Items from a dataset
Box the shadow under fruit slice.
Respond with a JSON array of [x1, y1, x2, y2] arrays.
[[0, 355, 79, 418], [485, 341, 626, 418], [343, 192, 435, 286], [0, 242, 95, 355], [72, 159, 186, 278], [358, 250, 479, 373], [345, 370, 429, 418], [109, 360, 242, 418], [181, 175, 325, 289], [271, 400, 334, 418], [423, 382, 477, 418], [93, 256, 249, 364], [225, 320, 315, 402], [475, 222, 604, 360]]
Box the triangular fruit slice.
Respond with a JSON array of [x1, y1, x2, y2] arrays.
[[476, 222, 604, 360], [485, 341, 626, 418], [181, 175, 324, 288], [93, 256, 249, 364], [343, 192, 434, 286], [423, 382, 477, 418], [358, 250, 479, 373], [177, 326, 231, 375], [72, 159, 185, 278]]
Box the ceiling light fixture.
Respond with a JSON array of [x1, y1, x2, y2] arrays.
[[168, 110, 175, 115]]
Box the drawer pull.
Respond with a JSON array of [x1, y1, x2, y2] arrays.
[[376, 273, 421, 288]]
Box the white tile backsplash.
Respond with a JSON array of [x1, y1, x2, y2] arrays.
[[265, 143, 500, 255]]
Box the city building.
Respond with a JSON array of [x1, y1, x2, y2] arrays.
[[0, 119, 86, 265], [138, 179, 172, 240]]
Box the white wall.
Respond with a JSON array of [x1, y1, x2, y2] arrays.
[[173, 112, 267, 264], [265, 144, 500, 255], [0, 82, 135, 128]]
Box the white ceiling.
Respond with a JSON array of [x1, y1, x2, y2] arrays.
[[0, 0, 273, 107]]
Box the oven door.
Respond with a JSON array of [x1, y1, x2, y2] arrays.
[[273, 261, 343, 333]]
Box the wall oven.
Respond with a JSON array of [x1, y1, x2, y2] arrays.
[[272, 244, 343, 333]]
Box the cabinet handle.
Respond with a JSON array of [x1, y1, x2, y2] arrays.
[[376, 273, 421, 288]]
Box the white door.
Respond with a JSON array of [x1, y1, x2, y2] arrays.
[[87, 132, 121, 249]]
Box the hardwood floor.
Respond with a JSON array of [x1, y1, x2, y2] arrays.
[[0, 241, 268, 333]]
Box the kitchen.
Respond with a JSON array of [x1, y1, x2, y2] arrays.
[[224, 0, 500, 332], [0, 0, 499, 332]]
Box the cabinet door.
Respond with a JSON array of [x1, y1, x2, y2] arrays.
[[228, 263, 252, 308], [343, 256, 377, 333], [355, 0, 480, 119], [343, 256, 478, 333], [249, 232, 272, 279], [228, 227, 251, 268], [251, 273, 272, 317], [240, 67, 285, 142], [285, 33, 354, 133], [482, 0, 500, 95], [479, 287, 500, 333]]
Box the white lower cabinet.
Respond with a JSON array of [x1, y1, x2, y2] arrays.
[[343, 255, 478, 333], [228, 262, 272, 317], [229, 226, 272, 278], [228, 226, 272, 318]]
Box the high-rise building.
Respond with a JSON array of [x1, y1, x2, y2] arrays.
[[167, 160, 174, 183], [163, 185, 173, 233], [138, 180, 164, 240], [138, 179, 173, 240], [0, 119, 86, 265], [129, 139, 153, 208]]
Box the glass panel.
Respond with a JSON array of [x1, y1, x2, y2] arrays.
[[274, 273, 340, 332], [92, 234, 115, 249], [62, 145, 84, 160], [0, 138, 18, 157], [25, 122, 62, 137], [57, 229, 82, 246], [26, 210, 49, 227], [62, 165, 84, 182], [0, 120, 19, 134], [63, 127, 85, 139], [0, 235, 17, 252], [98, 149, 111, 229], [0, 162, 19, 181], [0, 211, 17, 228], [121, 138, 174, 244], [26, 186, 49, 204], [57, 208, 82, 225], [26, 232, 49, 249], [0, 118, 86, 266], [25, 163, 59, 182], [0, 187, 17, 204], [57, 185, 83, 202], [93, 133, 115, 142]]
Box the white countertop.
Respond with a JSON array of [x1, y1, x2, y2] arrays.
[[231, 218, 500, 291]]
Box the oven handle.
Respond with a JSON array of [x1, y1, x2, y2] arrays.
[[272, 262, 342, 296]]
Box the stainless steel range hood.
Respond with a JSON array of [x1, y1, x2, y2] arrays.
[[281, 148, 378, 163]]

## Your task
Starting at the line that contains "Box the city building." and stopping after the line that contains "Box the oven door.", write out every line exactly as it appears above, and no other line.

## Solved exercise
Box the city building.
Respond with a JSON array of [x1, y1, x2, y2] arrays.
[[0, 119, 86, 265], [138, 179, 172, 240]]
Box the white wall.
Respond with a JSON array of [x1, y1, x2, y2] arrays.
[[173, 112, 267, 264], [265, 144, 500, 255], [0, 82, 135, 128]]
Box the white ceiling.
Respond with a JSON array of [x1, y1, x2, y2] arrays.
[[0, 0, 273, 107]]
Box the oven door.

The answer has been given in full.